(Work item): Where the line containing "Target: water reflection" appears in the records below, begin there and write out each line exactly until the last one, and nothing more.

(Source data):
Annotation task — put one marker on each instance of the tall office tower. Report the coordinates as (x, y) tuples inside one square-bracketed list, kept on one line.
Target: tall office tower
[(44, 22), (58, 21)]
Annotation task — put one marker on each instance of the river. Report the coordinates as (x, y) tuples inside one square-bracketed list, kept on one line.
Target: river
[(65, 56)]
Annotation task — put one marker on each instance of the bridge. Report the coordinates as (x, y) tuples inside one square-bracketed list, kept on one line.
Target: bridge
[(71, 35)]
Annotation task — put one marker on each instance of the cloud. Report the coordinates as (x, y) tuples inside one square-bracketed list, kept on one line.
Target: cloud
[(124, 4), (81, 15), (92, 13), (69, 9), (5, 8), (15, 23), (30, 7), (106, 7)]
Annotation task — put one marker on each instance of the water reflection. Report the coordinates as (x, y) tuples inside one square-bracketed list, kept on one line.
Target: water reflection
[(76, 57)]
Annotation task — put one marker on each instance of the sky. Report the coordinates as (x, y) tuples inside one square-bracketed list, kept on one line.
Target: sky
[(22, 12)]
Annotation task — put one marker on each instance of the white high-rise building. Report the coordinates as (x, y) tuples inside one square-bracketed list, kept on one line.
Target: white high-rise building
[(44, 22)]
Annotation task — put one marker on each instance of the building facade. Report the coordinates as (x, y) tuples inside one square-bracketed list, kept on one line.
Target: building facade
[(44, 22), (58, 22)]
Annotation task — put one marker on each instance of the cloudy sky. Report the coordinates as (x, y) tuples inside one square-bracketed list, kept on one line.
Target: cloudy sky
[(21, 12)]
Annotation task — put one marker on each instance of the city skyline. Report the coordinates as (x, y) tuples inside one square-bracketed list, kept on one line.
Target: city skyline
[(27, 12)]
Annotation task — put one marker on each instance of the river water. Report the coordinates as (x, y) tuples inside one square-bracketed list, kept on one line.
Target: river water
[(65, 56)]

(Result for this task):
Target: water reflection
[(76, 57)]
Annotation task — put one marker on each instance of the sky. Report the coordinates as (x, y) tuples inside one square-bracketed list, kept on one line.
Target: sky
[(22, 12)]
Annotation task — put one marker on each instance of the white high-rise building. Report the coordinates as (x, y) tuples inside one square-bracketed list, kept on one line.
Target: white high-rise building
[(44, 22)]
Annotation task — put one marker on each instance of the building facade. Report the coordinates as (x, y) tuples inside one square-bracketed list, kept on one line.
Target: building facade
[(44, 22), (58, 22)]
Annotation task — put one marker on each instance of the cloudy sky. Report the coordinates as (x, y) tuples inside one square-bracketed list, kept on one line.
Target: cloudy sky
[(21, 12)]
Annotation task — put one marker on each instance of the city skyline. Report the coordinates as (x, y) tuples inside one square-bracketed list, kept on one line.
Target: city skyline
[(27, 12)]
Annotation task — put one marker on each instance of the river water. Report the coordinates as (x, y) tuples inside one square-bracketed list, kept on one line.
Target: river water
[(65, 56)]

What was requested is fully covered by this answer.